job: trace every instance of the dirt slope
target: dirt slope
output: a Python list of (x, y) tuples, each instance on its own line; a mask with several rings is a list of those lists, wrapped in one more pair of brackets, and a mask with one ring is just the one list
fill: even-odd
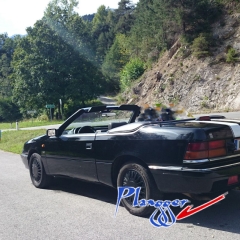
[(141, 106), (174, 103), (190, 112), (239, 110), (240, 62), (225, 59), (228, 46), (240, 53), (240, 14), (226, 16), (224, 24), (217, 22), (213, 36), (221, 45), (212, 49), (212, 56), (197, 59), (177, 41), (122, 97)]

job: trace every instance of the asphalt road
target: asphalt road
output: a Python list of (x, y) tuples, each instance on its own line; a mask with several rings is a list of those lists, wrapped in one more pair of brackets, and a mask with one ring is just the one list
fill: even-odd
[[(167, 195), (166, 199), (183, 199)], [(170, 228), (155, 228), (148, 218), (120, 207), (109, 187), (56, 179), (50, 189), (37, 189), (20, 156), (0, 151), (0, 239), (237, 239), (240, 191)], [(196, 203), (195, 203), (196, 206)], [(180, 209), (176, 209), (177, 212)]]

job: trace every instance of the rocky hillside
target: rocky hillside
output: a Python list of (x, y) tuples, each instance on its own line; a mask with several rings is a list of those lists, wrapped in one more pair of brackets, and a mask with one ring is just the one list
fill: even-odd
[(121, 98), (140, 106), (174, 103), (190, 112), (239, 110), (240, 61), (227, 63), (226, 55), (232, 47), (240, 56), (240, 14), (216, 22), (213, 37), (220, 44), (200, 59), (178, 40)]

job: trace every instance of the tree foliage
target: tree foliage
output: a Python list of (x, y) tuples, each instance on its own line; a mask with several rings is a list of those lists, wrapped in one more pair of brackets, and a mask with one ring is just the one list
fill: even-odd
[(15, 122), (21, 119), (19, 107), (9, 98), (0, 98), (0, 121)]
[[(209, 54), (211, 25), (228, 0), (119, 0), (80, 17), (76, 0), (52, 0), (24, 37), (0, 35), (0, 97), (22, 111), (58, 105), (68, 111), (102, 92), (126, 87), (179, 37), (197, 57)], [(228, 61), (236, 61), (233, 50)], [(147, 64), (146, 64), (147, 63)]]
[[(68, 4), (68, 5), (66, 5)], [(96, 98), (104, 79), (98, 70), (75, 1), (54, 0), (42, 20), (28, 28), (15, 50), (14, 99), (22, 109)]]
[(129, 87), (133, 80), (136, 80), (144, 73), (144, 63), (138, 59), (131, 59), (121, 71), (121, 87)]

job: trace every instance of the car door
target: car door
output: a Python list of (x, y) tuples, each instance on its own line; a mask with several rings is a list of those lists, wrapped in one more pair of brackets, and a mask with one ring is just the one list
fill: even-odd
[(63, 134), (45, 142), (45, 158), (53, 175), (96, 181), (95, 133)]

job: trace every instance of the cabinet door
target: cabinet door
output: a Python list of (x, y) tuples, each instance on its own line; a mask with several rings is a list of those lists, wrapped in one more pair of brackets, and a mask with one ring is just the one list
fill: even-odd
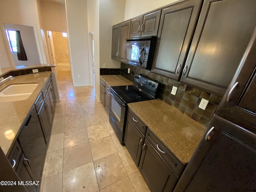
[(46, 143), (48, 143), (51, 126), (47, 110), (46, 105), (45, 105), (44, 101), (38, 113), (38, 116), (39, 118), (41, 126), (43, 128), (45, 142)]
[(158, 10), (144, 16), (141, 28), (142, 37), (157, 35), (161, 11)]
[(172, 191), (178, 176), (146, 138), (142, 148), (139, 168), (150, 189), (154, 192)]
[(124, 62), (125, 55), (126, 39), (129, 38), (130, 21), (126, 21), (120, 24), (120, 39), (117, 58), (118, 60)]
[(141, 34), (141, 26), (143, 21), (143, 17), (132, 19), (131, 21), (131, 30), (130, 37), (139, 37)]
[(174, 191), (254, 191), (256, 135), (217, 116), (212, 126), (212, 134), (201, 140)]
[(201, 4), (186, 1), (163, 9), (152, 72), (179, 80)]
[(105, 95), (106, 92), (105, 91), (105, 87), (101, 83), (100, 84), (100, 99), (101, 100), (101, 103), (103, 106), (105, 106)]
[(112, 47), (111, 48), (111, 58), (117, 60), (117, 53), (118, 52), (119, 44), (119, 34), (120, 25), (115, 25), (112, 28)]
[(19, 162), (16, 168), (16, 173), (18, 175), (20, 180), (24, 182), (25, 187), (28, 192), (36, 192), (38, 191), (38, 187), (36, 185), (26, 185), (26, 181), (36, 181), (32, 171), (30, 168), (29, 162), (25, 158), (25, 156), (22, 154)]
[(216, 114), (256, 133), (256, 28)]
[(51, 82), (49, 88), (48, 88), (48, 92), (49, 93), (49, 96), (50, 97), (50, 101), (51, 103), (51, 106), (52, 109), (52, 112), (54, 112), (55, 108), (55, 94), (54, 90), (52, 86), (52, 82)]
[(144, 140), (145, 136), (128, 117), (124, 134), (124, 144), (137, 166), (138, 166), (140, 163)]
[(109, 114), (109, 109), (110, 107), (110, 92), (109, 89), (108, 90), (108, 86), (106, 86), (106, 87), (105, 89), (106, 91), (106, 94), (105, 95), (105, 108), (106, 111), (108, 112), (108, 113)]
[(224, 95), (256, 25), (256, 1), (204, 1), (181, 81)]

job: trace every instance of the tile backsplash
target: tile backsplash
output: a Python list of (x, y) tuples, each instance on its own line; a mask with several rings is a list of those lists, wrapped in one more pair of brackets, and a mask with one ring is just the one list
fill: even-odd
[[(128, 73), (128, 68), (130, 73)], [(159, 99), (173, 106), (190, 118), (207, 127), (222, 97), (165, 77), (138, 67), (121, 63), (120, 74), (133, 81), (135, 74), (140, 74), (162, 84)], [(171, 94), (172, 87), (178, 87), (176, 95)], [(209, 101), (205, 110), (198, 108), (202, 98)]]

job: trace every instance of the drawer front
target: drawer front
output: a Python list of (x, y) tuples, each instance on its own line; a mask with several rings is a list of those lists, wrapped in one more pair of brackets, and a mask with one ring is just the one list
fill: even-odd
[(178, 159), (149, 129), (148, 129), (146, 137), (176, 174), (180, 176), (184, 169), (185, 165)]
[(101, 83), (103, 86), (105, 86), (105, 81), (104, 80), (101, 78), (100, 78), (100, 83)]
[(8, 160), (14, 170), (16, 168), (22, 152), (20, 146), (16, 140), (8, 157)]
[(128, 109), (127, 115), (132, 120), (132, 122), (137, 126), (141, 132), (145, 135), (147, 132), (148, 127), (130, 109)]
[(36, 112), (39, 111), (41, 106), (42, 105), (43, 101), (44, 101), (44, 97), (42, 93), (39, 95), (39, 96), (36, 100), (36, 101), (35, 103), (35, 105), (36, 106)]

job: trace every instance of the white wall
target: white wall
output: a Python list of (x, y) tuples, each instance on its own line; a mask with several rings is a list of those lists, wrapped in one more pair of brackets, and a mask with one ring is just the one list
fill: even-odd
[[(0, 1), (0, 25), (2, 26), (2, 33), (4, 28), (2, 26), (3, 24), (16, 24), (35, 27), (37, 36), (36, 41), (38, 43), (37, 48), (38, 52), (40, 53), (39, 54), (40, 62), (41, 63), (46, 62), (41, 35), (36, 0)], [(2, 36), (1, 37), (2, 37)], [(7, 45), (6, 44), (6, 49), (8, 48)], [(10, 56), (11, 54), (8, 54), (8, 55)], [(13, 63), (12, 58), (10, 57), (9, 58), (11, 64)]]
[(39, 56), (32, 27), (20, 25), (4, 24), (6, 29), (20, 31), (22, 44), (28, 58), (27, 61), (19, 61), (16, 53), (12, 53), (16, 66), (40, 64)]
[(68, 26), (65, 4), (48, 1), (41, 1), (40, 4), (42, 20), (44, 29), (66, 32)]
[(4, 42), (5, 36), (5, 33), (2, 34), (1, 30), (0, 30), (0, 68), (10, 67), (11, 66)]
[(88, 33), (93, 32), (94, 39), (95, 94), (98, 100), (100, 100), (99, 0), (87, 0), (87, 10), (88, 10)]
[(126, 0), (124, 20), (177, 1), (177, 0)]
[(124, 19), (126, 0), (100, 0), (100, 68), (120, 68), (120, 63), (111, 59), (112, 26)]
[(66, 0), (66, 5), (70, 67), (74, 85), (90, 85), (87, 1)]

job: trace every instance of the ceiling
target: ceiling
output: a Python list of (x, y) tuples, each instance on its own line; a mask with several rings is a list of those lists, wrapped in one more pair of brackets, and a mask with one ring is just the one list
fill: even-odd
[(53, 2), (65, 4), (65, 0), (40, 0), (42, 1)]

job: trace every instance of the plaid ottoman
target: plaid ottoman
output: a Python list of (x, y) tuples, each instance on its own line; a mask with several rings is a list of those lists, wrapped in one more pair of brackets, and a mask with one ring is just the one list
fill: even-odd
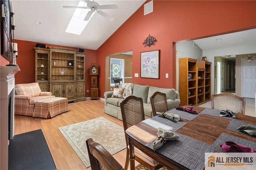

= Exercise directions =
Which lines of the listing above contain the string "ottoman"? Copy each of them.

= Task response =
job: trace every instance of the plaid ottoman
target: plaid ottoman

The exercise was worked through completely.